* **BRANO FORNITO**
Questo rende tali classifiche inutili? Niente affatto; esse possono essere anzi molto utili se ci si ricorda che la città è quella cooperazione tra individui e organizzazioni volta al perseguimento di un obiettivo comune. Secondo le analisi citate Varese è in una posizione più bassa della classifica rispetto a Nuoro. Come poter rendere tale informazione una conoscenza?
Analizzando tutti gli aspetti possibili della qualità della vita, includendo anche azioni che indaghino quanto si sentano in realtà soddisfatti gli abitanti di una o dell’altra città, e poi misurando tutti i servizi privati che vengono offerti, la vicinanza con i propri cari, e via discorrendo. Una volta terminata un’indagine più estesa e accurata, si dovrà successivamente definire quali azioni compiere per migliorare e chi è il soggetto più adatto.

Se misuriamo soltanto la dimensione “pubblica”, ad esempio (orti urbani, spesa sociale per anziani, servizi sociali comunali, biblioteche), dimentichiamo che la nostra esistenza avviene, per la maggior parte del tempo, tra “privati”. Senza scomodare le gallerie d’arte, o le piste da ballo latino-americano, anche soltanto un centro burraco, in questa statistica, non è contemplato.

* **DATI ESTRATTI**
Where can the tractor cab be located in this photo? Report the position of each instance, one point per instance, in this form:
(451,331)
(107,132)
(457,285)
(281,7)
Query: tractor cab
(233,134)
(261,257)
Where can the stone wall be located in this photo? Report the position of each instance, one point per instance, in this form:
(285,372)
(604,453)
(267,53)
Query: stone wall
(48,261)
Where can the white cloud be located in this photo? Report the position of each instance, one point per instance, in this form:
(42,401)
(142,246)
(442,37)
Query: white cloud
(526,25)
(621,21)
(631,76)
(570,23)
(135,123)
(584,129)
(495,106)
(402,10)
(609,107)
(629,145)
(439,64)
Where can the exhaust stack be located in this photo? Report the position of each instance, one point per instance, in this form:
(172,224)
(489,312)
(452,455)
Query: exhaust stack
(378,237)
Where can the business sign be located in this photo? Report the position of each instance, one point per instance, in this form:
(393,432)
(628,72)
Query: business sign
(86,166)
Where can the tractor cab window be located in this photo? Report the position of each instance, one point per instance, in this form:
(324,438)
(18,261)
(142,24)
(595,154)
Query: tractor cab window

* **ISTRUZIONI DA SEGUIRE**
Prosegui il brano sulle classifiche della qualità della vita nelle città a partire dal punto in cui si interrompe. I dati riportati non hanno alcun ruolo in questo lavoro.

* **RISULTATO DEL COMPITO**
Ovvio, non tutto si può misurare. Ma bisogna stare attenti, perché bisogna sempre ricordare il fine delle statistiche. E tra tutti i fini che può avere una classifica del genere, quella di misurare la qualità della vita come se fosse un obbligo esclusivo che grava in capo al settore pubblico, di certo non rientra tra questi.

Sarà dunque importante comprendere i dati di queste analisi, e offrirli alle amministrazioni affinché queste possano analizzare quante più dimensioni possibile del proprio agire, integrando anche le azioni private.

Con quei dati si potrà dunque valutare in modo più corretto se una città offre o meno una adeguata qualità della vita. E sempre con quei dati, si potrà anche agire facendo ni modo che i privati, in accordo con i Comuni, possano poi partecipare al miglioramento generale delle condizioni di partenza. Se ci dimentichiamo che la città è il sogno di una comunità e non del settore pubblico, allora nessuna città sarà mai in grado di essere sostenibile. È numericamente, economicamente, concettualmente e, evidentemente, impossibile.